WHAT YOU NEED TO DO:
Return the data below unchanged, without images.
RECORDS SUPPLIED section start
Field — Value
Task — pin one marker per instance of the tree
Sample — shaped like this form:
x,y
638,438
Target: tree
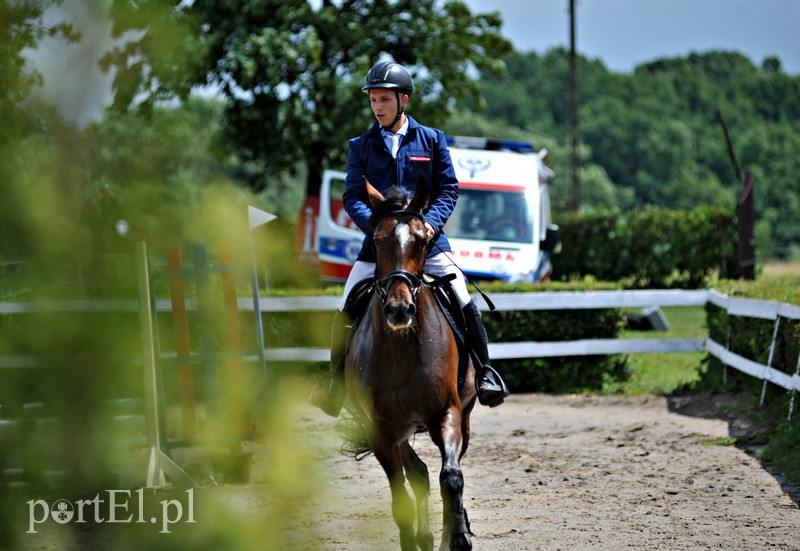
x,y
291,70
22,27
RECORDS SUPPLIED section end
ANSWER TO THIS EXERCISE:
Field — Value
Task — pin one marker per instance of the tree
Sample — shaped like this form:
x,y
638,438
Target: tree
x,y
291,70
22,27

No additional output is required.